Point annotation dataset records
════════════════
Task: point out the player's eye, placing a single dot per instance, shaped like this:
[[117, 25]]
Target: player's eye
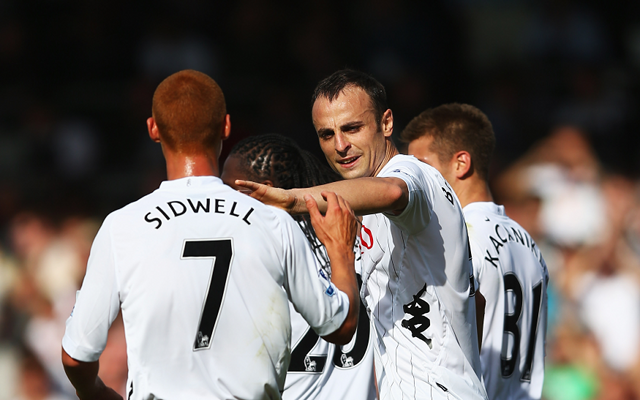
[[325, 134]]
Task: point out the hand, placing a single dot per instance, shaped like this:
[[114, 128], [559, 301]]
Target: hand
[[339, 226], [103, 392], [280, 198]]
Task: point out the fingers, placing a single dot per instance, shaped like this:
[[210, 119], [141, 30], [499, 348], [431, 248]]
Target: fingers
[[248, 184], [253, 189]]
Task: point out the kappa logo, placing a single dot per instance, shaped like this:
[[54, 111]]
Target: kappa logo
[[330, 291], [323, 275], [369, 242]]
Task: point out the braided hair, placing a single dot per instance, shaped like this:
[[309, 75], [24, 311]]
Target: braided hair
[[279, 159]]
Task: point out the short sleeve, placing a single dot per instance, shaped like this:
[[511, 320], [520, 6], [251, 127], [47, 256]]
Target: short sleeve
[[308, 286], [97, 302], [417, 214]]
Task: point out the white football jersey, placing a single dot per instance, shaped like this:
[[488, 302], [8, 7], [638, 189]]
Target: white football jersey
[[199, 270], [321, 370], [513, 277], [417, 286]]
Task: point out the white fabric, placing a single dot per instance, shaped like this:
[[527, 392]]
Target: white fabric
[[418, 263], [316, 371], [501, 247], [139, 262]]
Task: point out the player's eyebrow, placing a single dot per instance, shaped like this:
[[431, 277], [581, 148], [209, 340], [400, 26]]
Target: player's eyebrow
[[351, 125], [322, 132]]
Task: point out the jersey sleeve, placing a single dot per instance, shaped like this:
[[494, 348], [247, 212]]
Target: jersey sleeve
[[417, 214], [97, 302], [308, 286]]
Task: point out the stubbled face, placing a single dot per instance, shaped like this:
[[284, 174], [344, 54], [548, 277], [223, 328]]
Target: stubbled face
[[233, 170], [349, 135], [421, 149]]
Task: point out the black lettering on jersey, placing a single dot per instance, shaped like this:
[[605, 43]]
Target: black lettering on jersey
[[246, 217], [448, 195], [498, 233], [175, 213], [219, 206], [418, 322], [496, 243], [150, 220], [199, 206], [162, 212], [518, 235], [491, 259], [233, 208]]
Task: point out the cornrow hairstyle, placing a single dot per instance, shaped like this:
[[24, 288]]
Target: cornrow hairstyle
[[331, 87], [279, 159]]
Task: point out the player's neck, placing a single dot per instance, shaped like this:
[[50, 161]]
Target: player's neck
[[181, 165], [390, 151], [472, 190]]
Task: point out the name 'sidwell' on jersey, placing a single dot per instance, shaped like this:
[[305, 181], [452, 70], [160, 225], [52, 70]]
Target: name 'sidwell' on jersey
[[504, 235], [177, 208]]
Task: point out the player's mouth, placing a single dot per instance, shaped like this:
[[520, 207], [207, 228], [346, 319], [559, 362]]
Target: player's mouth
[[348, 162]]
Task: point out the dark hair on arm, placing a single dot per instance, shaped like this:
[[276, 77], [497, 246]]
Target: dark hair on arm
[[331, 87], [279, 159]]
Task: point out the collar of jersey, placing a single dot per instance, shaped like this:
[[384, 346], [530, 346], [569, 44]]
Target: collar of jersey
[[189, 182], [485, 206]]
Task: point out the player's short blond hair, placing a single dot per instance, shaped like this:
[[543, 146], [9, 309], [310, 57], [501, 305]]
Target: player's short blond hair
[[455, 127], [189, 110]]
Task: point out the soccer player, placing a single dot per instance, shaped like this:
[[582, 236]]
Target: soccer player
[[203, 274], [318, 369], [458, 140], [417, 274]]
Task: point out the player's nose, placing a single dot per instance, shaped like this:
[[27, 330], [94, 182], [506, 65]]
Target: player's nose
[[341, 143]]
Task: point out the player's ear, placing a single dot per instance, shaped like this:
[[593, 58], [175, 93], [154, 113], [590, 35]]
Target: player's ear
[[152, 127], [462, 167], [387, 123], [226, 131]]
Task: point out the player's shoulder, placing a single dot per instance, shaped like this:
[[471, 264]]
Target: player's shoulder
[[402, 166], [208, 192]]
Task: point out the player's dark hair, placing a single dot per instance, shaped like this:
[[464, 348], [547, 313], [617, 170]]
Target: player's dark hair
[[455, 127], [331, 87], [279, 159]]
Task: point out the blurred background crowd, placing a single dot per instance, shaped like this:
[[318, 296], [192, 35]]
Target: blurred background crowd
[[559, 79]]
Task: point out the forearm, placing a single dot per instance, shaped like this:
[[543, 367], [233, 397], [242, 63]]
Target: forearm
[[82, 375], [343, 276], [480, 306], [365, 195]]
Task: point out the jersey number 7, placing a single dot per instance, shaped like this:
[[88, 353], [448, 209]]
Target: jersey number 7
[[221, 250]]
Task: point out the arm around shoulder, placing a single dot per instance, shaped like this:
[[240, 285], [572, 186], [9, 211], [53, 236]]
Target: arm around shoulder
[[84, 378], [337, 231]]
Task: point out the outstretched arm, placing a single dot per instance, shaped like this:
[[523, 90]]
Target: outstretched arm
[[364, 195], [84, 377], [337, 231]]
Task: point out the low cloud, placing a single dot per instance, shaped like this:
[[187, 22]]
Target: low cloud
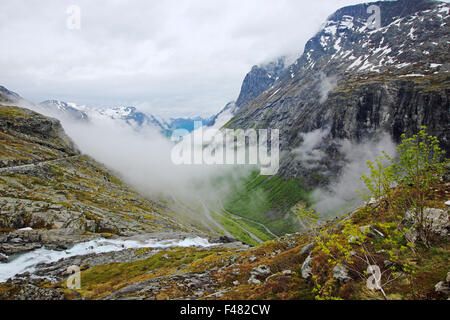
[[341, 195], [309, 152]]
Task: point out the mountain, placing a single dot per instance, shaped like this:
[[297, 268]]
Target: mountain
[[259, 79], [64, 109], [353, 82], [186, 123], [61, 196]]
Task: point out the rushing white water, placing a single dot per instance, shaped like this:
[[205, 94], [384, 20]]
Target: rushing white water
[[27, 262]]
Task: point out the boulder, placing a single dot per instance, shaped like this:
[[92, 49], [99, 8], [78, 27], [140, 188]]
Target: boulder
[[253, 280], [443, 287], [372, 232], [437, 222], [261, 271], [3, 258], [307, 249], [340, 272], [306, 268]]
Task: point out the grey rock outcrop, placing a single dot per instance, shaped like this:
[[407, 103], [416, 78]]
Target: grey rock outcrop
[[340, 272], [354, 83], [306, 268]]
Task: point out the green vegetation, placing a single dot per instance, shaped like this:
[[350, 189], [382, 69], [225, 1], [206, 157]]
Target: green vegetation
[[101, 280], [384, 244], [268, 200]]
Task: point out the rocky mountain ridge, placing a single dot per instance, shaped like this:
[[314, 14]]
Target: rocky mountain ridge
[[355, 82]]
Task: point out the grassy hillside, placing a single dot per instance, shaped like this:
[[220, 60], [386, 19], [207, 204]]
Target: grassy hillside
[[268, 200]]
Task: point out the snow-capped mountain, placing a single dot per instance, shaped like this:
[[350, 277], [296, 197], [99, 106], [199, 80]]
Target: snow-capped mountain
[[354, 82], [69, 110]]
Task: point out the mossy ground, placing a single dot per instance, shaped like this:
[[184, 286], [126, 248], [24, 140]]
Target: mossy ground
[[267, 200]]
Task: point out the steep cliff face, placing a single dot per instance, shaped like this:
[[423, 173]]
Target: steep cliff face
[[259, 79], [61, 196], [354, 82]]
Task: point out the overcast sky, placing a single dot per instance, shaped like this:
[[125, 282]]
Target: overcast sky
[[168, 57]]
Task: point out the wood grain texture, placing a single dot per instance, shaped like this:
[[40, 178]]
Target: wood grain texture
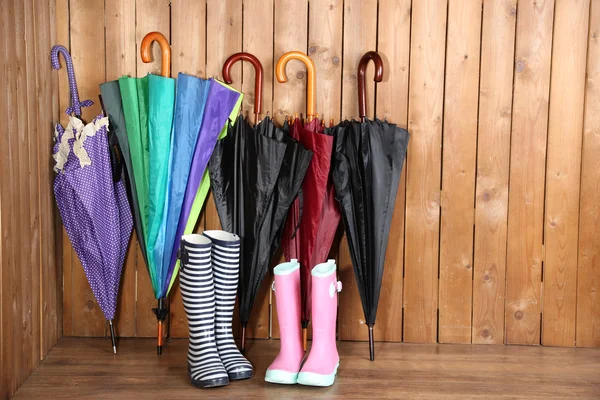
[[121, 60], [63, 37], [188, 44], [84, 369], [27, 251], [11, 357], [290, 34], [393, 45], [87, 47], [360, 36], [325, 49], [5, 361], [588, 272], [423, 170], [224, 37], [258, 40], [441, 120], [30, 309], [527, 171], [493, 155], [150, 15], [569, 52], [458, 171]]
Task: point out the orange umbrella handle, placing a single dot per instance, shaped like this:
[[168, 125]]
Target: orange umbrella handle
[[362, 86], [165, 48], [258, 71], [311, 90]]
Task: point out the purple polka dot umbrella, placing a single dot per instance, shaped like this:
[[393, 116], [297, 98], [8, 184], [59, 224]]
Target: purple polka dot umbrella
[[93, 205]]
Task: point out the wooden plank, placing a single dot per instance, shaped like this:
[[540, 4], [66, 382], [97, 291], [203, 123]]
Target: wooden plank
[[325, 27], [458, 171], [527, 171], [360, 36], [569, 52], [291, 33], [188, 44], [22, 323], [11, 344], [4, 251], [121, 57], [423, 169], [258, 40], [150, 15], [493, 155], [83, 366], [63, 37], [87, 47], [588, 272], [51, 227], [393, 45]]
════════════════
- _STATED PROBLEM_
Rewrite the data starting with the line that contains "Task: point out the arm" and going on through the line that contains "[[84, 378], [337, 231]]", replacing "arm around shoulder" with "arm over shoulder" and keeping everything else the same. Give only those lines.

- _SOLUTION FOR THIS EXERCISE_
Task: point out the arm over shoulder, placing a single dot per instance, shaped like this:
[[240, 285], [572, 186], [9, 211], [53, 236]]
Target: arm over shoulder
[[84, 378], [337, 231]]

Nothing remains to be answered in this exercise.